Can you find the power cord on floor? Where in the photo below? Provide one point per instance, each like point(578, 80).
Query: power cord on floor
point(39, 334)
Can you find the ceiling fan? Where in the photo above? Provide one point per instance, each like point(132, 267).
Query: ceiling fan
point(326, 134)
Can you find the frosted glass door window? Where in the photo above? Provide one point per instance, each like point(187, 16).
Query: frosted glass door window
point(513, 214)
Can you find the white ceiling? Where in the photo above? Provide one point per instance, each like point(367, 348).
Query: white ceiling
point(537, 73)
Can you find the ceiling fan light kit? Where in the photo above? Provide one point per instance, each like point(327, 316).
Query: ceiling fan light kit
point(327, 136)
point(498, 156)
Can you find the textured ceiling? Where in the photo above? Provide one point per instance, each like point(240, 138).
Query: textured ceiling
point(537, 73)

==

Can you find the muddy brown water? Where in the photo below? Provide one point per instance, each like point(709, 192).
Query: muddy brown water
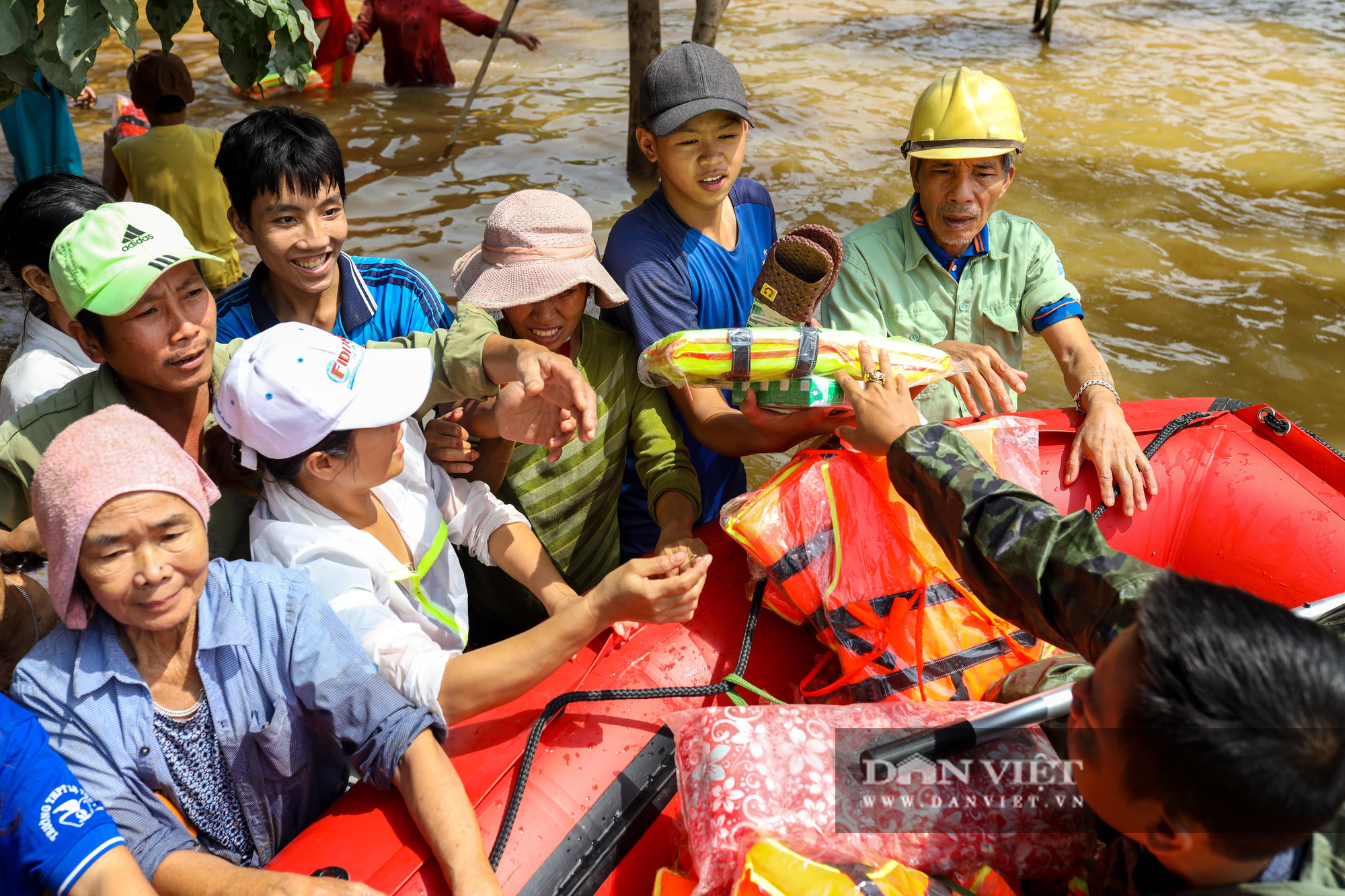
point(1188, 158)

▶ [Exercise prompt]: Report every line in the two blocks above that contains the word "below", copying each such line in full.

▶ [Complete output]:
Can you find the power cord on floor? Where in the photo below? Provide one point per instance, each like point(578, 80).
Can you find the muddy brown water? Where in the photo below? Provide one point per instance, each like point(709, 192).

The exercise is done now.